■ Job ■
Rewrite the data from the line holding "of stone monument" through the line holding "[[168, 27, 210, 131], [173, 62, 180, 104]]", inclusive, with "tightly" changed to "closely" and nothing else altered.

■ Dataset entries ■
◇ ◇ ◇ ◇ ◇

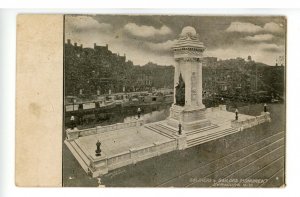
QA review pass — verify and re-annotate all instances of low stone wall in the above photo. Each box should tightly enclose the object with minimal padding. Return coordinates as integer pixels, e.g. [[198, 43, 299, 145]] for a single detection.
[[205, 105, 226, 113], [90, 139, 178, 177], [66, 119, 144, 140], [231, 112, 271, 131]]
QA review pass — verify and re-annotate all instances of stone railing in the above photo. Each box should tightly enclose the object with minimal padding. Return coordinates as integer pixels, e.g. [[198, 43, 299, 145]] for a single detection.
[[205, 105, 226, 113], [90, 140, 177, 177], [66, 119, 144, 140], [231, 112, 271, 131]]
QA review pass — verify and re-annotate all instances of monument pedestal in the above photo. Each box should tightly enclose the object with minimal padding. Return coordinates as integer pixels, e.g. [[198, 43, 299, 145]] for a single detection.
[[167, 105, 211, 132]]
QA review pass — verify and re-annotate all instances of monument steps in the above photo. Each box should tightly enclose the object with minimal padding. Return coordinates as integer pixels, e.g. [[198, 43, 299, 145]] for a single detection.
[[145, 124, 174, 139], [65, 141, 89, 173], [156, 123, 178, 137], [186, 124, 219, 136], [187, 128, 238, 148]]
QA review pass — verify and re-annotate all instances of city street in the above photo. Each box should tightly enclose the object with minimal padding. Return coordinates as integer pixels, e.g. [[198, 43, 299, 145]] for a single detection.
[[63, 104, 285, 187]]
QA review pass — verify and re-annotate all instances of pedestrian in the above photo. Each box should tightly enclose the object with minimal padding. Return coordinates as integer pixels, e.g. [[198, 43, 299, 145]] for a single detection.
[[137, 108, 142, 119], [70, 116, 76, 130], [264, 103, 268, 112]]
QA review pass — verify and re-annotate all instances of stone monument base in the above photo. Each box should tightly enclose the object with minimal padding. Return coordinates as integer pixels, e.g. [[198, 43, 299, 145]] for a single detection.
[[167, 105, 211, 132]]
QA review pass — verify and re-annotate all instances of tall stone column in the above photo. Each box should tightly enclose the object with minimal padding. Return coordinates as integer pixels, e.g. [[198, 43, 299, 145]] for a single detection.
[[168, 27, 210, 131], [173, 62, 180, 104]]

◇ ◇ ◇ ◇ ◇

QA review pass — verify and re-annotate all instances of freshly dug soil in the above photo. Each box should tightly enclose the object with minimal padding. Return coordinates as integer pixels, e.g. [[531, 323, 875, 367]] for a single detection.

◇ ◇ ◇ ◇ ◇

■ Written reply ■
QA review pass — verify and re-annotate all instances of stone monument base in the above photo. Each box should closely enclose the object with minimal padding. Return coordinates as integer pixels, e.g. [[198, 43, 299, 145]] for a single detection.
[[167, 105, 211, 132]]
QA review pass — verify and re-annotate all instances of tall stone column in the above photo. Each box should closely enclose the object with minimal padding. Return coordinates as integer pixels, e.g. [[198, 43, 299, 145]] for a single detection.
[[168, 27, 210, 131], [173, 62, 180, 104]]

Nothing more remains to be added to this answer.